■ How to complete this task:
With pictures left out, output word for word the lines from the one containing "Consider the scene" through the end of the material below.

■ Materials provided:

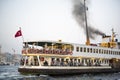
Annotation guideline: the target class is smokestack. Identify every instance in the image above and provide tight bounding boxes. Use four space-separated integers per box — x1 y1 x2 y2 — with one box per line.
72 0 105 41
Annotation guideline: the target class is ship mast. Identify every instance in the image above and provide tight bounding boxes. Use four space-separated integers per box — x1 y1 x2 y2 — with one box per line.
84 0 90 45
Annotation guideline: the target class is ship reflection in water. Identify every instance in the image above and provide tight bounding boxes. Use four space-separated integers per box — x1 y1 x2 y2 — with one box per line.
0 66 120 80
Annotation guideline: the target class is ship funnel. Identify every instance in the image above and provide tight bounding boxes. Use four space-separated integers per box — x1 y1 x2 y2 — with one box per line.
72 0 105 42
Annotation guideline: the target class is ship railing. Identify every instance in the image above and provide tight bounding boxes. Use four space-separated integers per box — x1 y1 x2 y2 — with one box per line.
43 60 110 67
22 48 72 55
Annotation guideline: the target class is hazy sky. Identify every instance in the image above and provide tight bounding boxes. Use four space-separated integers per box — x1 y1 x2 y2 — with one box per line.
0 0 120 54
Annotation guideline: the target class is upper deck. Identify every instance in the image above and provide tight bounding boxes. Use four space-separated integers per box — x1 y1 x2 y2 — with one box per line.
22 40 74 55
21 40 120 59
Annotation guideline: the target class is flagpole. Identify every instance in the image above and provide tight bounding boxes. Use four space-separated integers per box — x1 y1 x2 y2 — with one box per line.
19 27 24 43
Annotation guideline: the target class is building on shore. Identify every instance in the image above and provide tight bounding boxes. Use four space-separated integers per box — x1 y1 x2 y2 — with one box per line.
0 51 21 65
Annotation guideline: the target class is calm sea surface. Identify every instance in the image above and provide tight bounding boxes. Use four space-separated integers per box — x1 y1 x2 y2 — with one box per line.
0 66 120 80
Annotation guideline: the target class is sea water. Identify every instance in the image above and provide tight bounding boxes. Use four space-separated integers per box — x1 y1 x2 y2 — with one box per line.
0 66 120 80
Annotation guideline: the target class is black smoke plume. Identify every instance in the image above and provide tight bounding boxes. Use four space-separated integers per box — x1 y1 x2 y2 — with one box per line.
72 0 105 39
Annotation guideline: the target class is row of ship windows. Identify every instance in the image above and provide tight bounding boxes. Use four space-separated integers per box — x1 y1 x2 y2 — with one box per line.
76 47 120 55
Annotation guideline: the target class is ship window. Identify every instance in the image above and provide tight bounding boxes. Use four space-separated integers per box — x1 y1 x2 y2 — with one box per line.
104 60 106 64
80 47 83 52
117 52 119 55
90 48 92 53
114 51 116 55
104 50 106 54
111 51 113 54
106 50 108 54
96 49 98 53
84 48 86 52
76 47 79 52
112 51 114 55
115 51 117 55
116 51 118 55
109 50 111 54
113 51 115 55
87 48 89 53
93 49 95 53
105 50 107 54
99 49 101 54
105 59 109 64
101 49 103 54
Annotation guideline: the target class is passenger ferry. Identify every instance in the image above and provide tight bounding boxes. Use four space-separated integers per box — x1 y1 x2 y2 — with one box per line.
18 29 120 75
18 0 120 75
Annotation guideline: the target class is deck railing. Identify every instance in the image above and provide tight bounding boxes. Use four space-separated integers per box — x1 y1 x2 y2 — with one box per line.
22 48 72 55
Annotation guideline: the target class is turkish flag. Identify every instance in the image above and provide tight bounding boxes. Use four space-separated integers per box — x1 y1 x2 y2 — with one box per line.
15 30 22 38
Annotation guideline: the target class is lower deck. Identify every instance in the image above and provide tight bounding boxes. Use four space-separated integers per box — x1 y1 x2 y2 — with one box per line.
19 54 120 75
20 54 111 67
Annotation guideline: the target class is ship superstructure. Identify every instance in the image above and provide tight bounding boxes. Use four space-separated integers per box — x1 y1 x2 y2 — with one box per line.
18 0 120 75
18 33 120 75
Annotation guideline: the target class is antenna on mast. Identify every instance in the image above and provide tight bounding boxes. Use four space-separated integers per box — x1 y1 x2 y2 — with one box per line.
84 0 90 45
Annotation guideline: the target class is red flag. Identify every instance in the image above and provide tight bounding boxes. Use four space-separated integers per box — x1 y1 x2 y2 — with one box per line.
15 30 22 38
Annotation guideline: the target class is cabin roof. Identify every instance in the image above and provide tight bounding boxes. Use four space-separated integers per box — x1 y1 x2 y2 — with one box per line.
23 40 73 47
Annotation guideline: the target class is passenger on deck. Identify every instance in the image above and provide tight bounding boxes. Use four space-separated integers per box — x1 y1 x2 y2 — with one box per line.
78 60 81 66
44 60 48 66
56 58 61 66
60 59 64 66
74 59 78 66
69 59 74 66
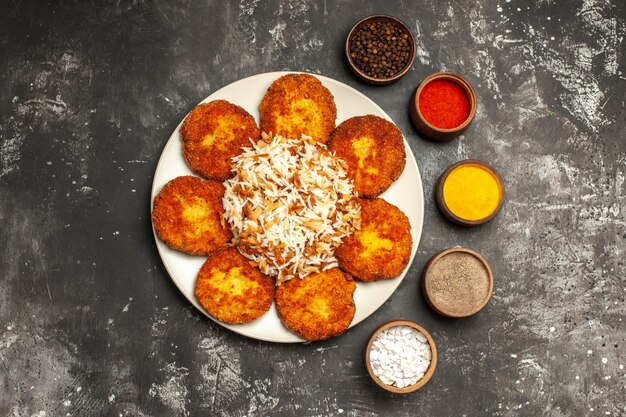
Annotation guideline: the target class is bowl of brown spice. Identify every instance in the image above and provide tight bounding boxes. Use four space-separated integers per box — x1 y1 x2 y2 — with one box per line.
346 15 416 85
421 248 494 318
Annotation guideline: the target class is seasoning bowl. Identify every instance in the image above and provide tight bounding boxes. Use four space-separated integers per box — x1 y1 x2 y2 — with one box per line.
365 320 437 393
422 248 494 318
410 72 477 140
345 15 416 85
435 159 505 227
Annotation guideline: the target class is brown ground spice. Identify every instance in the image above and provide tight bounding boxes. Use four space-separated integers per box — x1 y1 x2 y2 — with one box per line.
424 252 490 316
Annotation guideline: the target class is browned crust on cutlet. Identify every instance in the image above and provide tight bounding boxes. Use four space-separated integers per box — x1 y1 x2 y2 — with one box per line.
328 115 406 198
180 100 260 181
195 247 275 324
336 198 412 281
151 176 232 255
275 268 356 341
259 73 337 144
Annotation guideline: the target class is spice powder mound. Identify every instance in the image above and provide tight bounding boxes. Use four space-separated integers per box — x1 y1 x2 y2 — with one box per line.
419 79 471 129
424 252 490 316
442 163 502 222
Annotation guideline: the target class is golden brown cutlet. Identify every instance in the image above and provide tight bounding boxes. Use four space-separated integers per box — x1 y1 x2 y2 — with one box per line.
336 198 412 281
328 115 406 198
195 247 275 324
259 73 337 144
151 176 232 255
180 100 260 181
275 268 356 341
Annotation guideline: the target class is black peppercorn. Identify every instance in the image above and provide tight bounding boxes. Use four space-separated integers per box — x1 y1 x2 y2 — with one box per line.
349 19 412 79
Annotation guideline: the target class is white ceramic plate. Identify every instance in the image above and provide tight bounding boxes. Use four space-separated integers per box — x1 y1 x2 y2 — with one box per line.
151 71 424 343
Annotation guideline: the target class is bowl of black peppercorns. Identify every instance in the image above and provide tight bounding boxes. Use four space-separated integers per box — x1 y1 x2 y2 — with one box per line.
346 15 416 85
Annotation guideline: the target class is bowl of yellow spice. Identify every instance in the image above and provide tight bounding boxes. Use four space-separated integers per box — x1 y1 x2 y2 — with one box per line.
435 160 504 226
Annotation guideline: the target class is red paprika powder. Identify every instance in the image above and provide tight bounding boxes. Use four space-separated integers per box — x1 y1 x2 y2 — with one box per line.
418 79 471 129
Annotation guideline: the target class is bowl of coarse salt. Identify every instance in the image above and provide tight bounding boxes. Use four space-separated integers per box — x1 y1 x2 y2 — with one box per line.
365 320 437 393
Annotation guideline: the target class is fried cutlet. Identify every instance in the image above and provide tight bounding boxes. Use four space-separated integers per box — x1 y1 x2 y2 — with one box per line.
180 100 260 181
195 247 275 324
259 73 337 144
275 268 356 341
336 198 412 281
152 176 232 255
328 115 406 198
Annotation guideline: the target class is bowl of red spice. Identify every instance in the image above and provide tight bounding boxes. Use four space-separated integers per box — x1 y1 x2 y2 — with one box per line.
346 15 416 85
410 72 477 140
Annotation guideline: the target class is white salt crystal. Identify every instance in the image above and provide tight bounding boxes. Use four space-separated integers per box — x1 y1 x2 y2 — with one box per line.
369 325 432 389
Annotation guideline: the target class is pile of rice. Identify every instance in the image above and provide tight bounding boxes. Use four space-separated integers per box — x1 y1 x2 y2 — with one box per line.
223 133 361 285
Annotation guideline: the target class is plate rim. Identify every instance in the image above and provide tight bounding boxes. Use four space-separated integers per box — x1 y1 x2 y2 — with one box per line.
150 71 424 343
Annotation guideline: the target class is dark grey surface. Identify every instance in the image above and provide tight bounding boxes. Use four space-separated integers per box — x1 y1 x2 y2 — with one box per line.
1 1 625 416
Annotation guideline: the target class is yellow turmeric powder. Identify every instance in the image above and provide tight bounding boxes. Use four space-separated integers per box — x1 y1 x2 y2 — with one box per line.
442 163 502 221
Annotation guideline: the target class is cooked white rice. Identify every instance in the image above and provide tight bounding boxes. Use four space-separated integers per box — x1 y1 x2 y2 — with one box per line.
223 133 361 285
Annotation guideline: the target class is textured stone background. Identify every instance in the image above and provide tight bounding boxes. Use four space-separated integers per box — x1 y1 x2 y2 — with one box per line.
1 0 624 416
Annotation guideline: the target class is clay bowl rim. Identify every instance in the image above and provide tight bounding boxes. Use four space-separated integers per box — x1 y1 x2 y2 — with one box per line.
413 71 477 134
345 15 416 85
435 159 505 227
364 319 438 393
422 247 494 318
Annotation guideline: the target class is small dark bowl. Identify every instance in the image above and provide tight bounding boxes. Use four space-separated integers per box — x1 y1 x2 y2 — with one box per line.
345 15 416 86
435 159 505 227
365 320 438 393
421 248 494 318
410 72 477 140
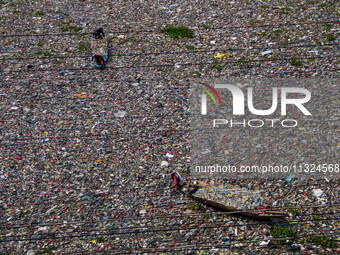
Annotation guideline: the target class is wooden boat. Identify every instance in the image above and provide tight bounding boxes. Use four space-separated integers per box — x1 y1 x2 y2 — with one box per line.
183 181 287 219
90 37 109 68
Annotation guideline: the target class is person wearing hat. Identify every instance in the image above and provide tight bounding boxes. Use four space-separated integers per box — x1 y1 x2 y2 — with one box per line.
171 171 186 189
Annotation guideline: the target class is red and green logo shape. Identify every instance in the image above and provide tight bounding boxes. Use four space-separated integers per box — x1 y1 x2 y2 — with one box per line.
199 83 222 115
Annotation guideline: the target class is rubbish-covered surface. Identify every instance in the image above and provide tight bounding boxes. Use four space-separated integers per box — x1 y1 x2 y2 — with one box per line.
0 0 339 254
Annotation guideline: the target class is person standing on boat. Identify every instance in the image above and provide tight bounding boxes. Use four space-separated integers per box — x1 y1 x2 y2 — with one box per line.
92 55 104 66
93 27 105 39
171 171 186 189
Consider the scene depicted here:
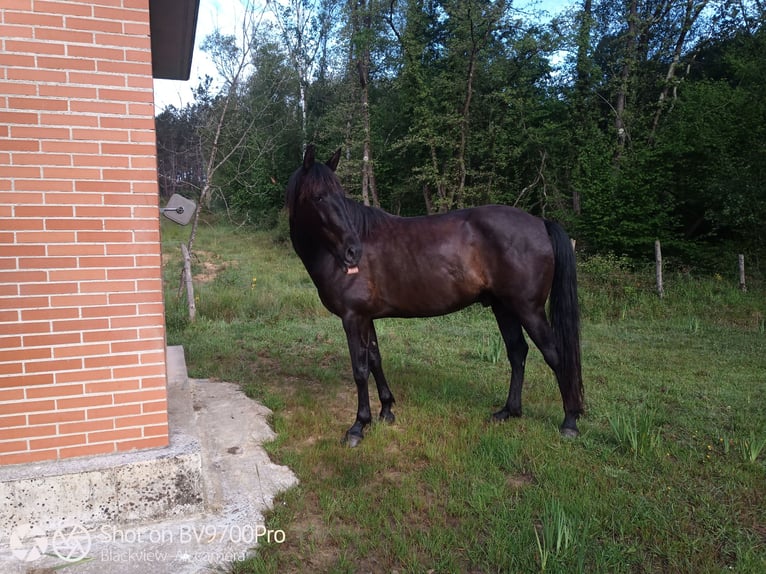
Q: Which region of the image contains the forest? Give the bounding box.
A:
[155,0,766,270]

■ Result of this exercise:
Consider the scene depicted here:
Q: Which region of the image contains the forest? Give the bounding box.
A:
[155,0,766,270]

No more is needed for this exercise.